# WHAT YOU WILL DO
Copy out the data below, all of it, exactly.

# DATASET CONTENT
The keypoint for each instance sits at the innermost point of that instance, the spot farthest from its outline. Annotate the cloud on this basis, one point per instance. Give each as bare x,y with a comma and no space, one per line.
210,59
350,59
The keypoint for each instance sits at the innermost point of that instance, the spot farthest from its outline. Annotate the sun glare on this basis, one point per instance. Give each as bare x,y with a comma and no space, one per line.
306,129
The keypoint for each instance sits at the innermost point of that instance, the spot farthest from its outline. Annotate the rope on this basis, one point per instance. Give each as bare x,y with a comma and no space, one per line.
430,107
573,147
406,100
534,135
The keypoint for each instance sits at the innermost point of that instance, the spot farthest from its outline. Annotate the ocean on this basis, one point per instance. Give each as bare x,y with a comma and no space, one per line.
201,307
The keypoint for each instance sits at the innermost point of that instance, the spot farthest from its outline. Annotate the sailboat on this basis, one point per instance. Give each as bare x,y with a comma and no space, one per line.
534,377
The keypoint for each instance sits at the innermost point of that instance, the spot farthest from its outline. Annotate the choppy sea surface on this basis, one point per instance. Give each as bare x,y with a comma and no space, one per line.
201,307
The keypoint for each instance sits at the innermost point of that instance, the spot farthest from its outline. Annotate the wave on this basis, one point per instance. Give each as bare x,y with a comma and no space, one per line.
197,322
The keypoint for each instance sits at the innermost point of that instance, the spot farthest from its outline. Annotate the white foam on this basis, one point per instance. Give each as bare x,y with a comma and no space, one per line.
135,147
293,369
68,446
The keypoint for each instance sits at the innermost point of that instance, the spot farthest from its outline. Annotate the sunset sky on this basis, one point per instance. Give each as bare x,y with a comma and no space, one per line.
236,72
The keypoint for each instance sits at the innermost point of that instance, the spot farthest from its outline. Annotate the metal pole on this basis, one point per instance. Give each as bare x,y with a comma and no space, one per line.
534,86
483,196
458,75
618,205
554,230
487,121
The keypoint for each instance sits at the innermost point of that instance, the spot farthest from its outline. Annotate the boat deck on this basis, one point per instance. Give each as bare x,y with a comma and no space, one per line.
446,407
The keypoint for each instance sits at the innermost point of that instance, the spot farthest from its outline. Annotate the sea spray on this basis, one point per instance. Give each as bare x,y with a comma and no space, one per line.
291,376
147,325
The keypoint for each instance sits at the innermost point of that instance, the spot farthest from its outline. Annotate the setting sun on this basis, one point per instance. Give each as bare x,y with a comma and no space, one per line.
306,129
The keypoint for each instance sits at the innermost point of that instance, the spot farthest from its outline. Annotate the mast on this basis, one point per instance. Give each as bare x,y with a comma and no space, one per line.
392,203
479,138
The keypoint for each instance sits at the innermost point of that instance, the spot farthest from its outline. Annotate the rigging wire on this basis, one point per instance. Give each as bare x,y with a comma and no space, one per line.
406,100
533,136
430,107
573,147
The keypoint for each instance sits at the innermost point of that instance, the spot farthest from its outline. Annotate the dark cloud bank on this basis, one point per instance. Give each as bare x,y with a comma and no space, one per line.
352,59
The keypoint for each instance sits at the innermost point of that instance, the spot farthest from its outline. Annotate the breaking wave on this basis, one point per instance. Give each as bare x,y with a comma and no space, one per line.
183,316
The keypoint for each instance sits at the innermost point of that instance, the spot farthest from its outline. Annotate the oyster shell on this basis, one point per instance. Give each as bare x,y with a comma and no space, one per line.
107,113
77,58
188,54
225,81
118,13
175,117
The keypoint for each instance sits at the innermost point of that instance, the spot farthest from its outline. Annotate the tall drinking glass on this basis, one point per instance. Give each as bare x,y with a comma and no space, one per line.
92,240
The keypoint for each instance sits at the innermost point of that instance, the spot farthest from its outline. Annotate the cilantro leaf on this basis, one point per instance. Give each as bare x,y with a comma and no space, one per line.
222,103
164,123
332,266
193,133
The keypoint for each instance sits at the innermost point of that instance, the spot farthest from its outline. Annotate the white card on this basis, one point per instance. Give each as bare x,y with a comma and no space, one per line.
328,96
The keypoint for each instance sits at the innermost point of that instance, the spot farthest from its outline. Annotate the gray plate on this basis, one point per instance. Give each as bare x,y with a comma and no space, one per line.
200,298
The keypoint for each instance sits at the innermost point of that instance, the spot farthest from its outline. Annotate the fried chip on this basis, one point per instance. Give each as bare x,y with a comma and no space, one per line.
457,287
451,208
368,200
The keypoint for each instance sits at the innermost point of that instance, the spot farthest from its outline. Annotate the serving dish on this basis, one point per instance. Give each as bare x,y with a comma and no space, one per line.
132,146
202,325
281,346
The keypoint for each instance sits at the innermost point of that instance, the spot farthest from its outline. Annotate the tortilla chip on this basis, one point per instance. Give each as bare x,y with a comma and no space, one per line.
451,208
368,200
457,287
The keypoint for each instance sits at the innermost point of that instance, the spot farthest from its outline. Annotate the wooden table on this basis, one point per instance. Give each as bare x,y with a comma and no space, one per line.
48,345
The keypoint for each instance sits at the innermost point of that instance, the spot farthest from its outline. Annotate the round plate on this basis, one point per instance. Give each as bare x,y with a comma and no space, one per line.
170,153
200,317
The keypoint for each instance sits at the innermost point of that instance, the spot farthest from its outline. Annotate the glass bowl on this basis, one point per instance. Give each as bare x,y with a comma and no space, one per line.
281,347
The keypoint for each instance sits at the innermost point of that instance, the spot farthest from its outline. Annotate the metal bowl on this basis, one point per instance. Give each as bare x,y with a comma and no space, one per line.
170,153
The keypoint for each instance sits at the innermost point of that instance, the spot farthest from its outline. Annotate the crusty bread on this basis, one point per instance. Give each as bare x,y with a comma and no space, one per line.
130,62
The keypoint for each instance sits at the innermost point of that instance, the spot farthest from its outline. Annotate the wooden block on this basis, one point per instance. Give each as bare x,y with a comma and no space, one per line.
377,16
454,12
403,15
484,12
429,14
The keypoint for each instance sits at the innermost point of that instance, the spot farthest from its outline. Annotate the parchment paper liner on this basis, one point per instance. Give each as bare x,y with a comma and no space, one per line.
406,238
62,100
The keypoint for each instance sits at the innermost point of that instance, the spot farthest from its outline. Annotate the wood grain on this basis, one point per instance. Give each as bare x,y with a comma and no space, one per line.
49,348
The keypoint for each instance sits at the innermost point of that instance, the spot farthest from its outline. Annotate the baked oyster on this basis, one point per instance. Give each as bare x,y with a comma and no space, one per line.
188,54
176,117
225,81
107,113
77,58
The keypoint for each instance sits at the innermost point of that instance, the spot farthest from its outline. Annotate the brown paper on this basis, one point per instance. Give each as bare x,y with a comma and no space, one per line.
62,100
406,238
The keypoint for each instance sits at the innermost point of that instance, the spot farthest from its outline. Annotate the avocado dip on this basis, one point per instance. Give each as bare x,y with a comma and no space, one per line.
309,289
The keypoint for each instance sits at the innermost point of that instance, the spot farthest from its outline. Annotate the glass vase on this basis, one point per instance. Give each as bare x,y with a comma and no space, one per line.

# TASK ANSWER
The keypoint for each instance sits at the innermost point of that instance, the spot farthest from its outline. Annotate the cloud on this basis, one point per instance. Give each as bare x,y with a comma and no space, one per line.
210,59
350,59
The keypoint for each instance sits at the innermost point of that instance, the spot farthest from its outline. Annotate the sun glare on this basis, one point per instance. Give each as bare x,y with a comma and no space, one per line.
306,129
The keypoint for each instance sits at the innermost point of that instance, the spot farthest from its outline. Annotate the rope on this basis, one point per instance. Give each as bare x,y with a comma and no space, one per line.
430,107
573,147
406,100
534,135
The keypoint for each instance sits at the innermost point of that instance, the spot farthest from its outline. Annotate the ocean on this basis, one point per instance. Give each as bare x,y with a comma and no space, one per line.
201,307
The keypoint for each instance sits at the innermost point of that instance, the spot farthest from its outline. Annotate the sailboat on this basis, one point per instance. Give each as bare x,y with a comma and no space, one per line.
534,377
The keypoint for each instance sits at the innermost point of that instance, the spot farthest from its outline. Annotate the choppy sea surface on this basis, one point per instance. Give each as bare x,y with a comma and no space, one per line.
201,307
The keypoint for each instance sits at the innermost point of that instance, the spot farthest from its outline. Annotate the wave on this basis, one point per instance. Give each as bare x,y with a comma and no space, one per line.
197,322
The keypoint for each instance sits at the innermost point of that instance, the spot farthest from its outline. Annotate the white foam on this basis, one point per instance. Give each as bare x,y with a comma and no space, one per line.
135,147
293,369
68,446
The keypoint for each instance sits at the innermost point of that instance, the spot farthest from its outline. Annotate the sunset sky on this basis, one point per instance. Give each as bare x,y with a comma and no space, one per line.
236,72
The keypoint for each instance sits at the innermost point of that instance, the spot farthest from its outline. Annotate the metal pole on this basis, one point per instance. Give each as bare x,y with a comma and no space, one per line.
534,86
483,196
458,75
618,205
554,230
487,121
The keypoint for each instance sits at the innermost point of that instance, the spot farthest from its outline. Annotate the boat deck on this basis, one point per instance. Give each as bare x,y with a comma and no space, one per line.
446,407
The keypoint for each instance sits at the innermost point of that instance, the spot farthest from its outline. Annotate the sea spray on this basis, one point per instance. Give each as bare x,y with a comma and no space, one per line.
291,376
147,325
The keypoint for each instance sits at the innermost point of that instance, the spot farthest from its outline. Annotate the setting sun on this basis, one point per instance. Give each as bare x,y with a comma and no space, one per line.
306,129
The keypoint for each instance sits at the innermost point of that instance, the spot farthest from its outline. Annotate the mast on this basis, one point per instance. Give each as bare x,y with a comma and no space, one per line.
392,203
479,138
The keypoint for each instance sits at the innermost point of that instance, the spot farthest from its outline. Annotate the rigging wire on this basis, one point per instance. Give each as bare x,y with a comma and no space, one per line.
406,100
533,136
430,107
573,147
The keypoint for each instance sits at the innermost point of that instance, the spot farthest from its outline. Annotate the dark cloud bank on this basis, one point per instance. Give each as bare x,y with a comma and no space, one per line.
352,59
The keypoint for each instance sits at the innermost point of that instance, the spot farthest from its outline. Annotate the breaking wave on this basis, one point per instance. Give each as bare x,y with a comma and no space, one per line.
183,316
The keypoint for each instance sits at the innermost point of that instance, the spot farthest from its outline. Annotate the oyster shell on this basis, one point per instance. Give each as bare x,y with a comma and no space, one per line.
107,113
77,58
188,54
225,81
118,13
175,117
The keypoint for each instance sits at the innermost point of that instance, the spot farthest from its outline. Annotate the tall drinking glass on this basis, one point per instance. Give each as bare x,y with a comma and no space, one per line.
92,240
The keypoint for each instance sits at the innermost point of that instance, the spot farthest from its outline. Annotate the cilantro leaf on this basis, one point per instance. Give each as bare x,y with a comma and no space, one per line.
222,103
164,123
332,266
193,133
The keypoint for each instance sits at the innermost point of that instance, the spot farthest from its outline. Annotate the white card on this basis, one point per instance. Give each as bare x,y with a comma and no space, one per line.
328,96
The keypoint for each instance sits at the innermost point of that instance, the spot farthest from its outline. Annotate the gray plate on this basis, one point per instance. Give each as bare x,y with a comma and no space, one per line.
200,298
The keypoint for each instance sits at the innermost point of that instance, the spot farthest from its outline. Annotate the fried chip on this basis, one point per instance. Give each as bare x,y with a comma and no space, one per line.
457,287
451,208
368,200
The keypoint for each instance sits at the innermost point of that instance, the spot farthest from its outline. Annotate the serving dish on this basis, one point per instance. Give each as bare x,y with a comma and no space, one per line.
132,146
202,325
281,346
The keypoint for each instance sits at the innermost point of that instance, the spot farthest from its outline. Annotate the tortilla chip on this basis, one point per instance. Give each as bare x,y with a comma and no space, one per line.
451,208
368,200
457,287
The keypoint for each instance sits at the innermost point of that instance, the spot farthest from its outline. Annotate the wooden table on this basis, one point per instance. Give each as bare x,y with a comma and no space, one per line.
48,345
The keypoint for each instance sits at the innermost point of that instance, the spot farthest from its outline. Annotate the round plate on this basis, one point per instance. Give each as bare x,y with a comma and no space, one per line.
170,153
200,317
The keypoint for each instance sits at the innermost point of that instance, the spot farthest from its outline. Annotate the glass bowl on this basis, one point per instance. Give each as bare x,y with a comma and no space, one per line.
281,347
The keypoint for each instance sits at the innermost point of that instance, the spot farthest from its outline. Annotate the metal bowl on this basis, one point per instance. Give each as bare x,y with a comma and no space, one per line.
170,153
The keypoint for each instance sits at the innermost point of that instance, the spot farthest from its outline. Annotate the crusty bread on this basis, one point per instance. Give each as bare x,y with a comma and no space, one per line.
130,62
The keypoint for each instance sits at the innermost point of that instance, the spot farthest from its outline. Annotate the wooden block on this basis, one point per instance. Give each as bare x,y with a comma and no space, one per line.
377,16
454,12
403,15
484,12
429,14
The keypoint for each instance sits at the innermost point of that instance, the spot farthest from its outline. Annotate the parchment paper liner on this basis, one point per instance. Give each as bare x,y with a comma and no space, one per line.
406,238
62,100
The keypoint for each instance sits at the innermost point of that instance, the spot farthest from its outline. Annotate the wood grain on this basis, one point per instance. Give each as bare x,y with a comma and no space, one per line.
49,348
The keypoint for each instance sits at the innermost point of that instance, the spot farthest from its outline. Annotate the baked oyster on this basis, one point per instance. Give each as bare x,y with a comma and no space, one per line.
188,54
176,117
225,81
107,113
77,58
The keypoint for each instance sits at the innermost point of that instance, the spot farthest from its outline. Annotate the brown paper on this basis, one point per instance. Give each as bare x,y with a comma and no space, one per line.
62,100
406,238
The keypoint for each instance sits at the innermost point of that instance, the spot farthest from its outline. Annotate the avocado dip on this basis, one point per instance. Give each as bare x,y with a comma and no space, one per line.
309,289
The keypoint for each instance sits at the innermost point of that instance, the spot farthest from its outline. Annotate the glass vase on this basis, one point per instance. Give each as bare x,y with a comma and no space, one per line.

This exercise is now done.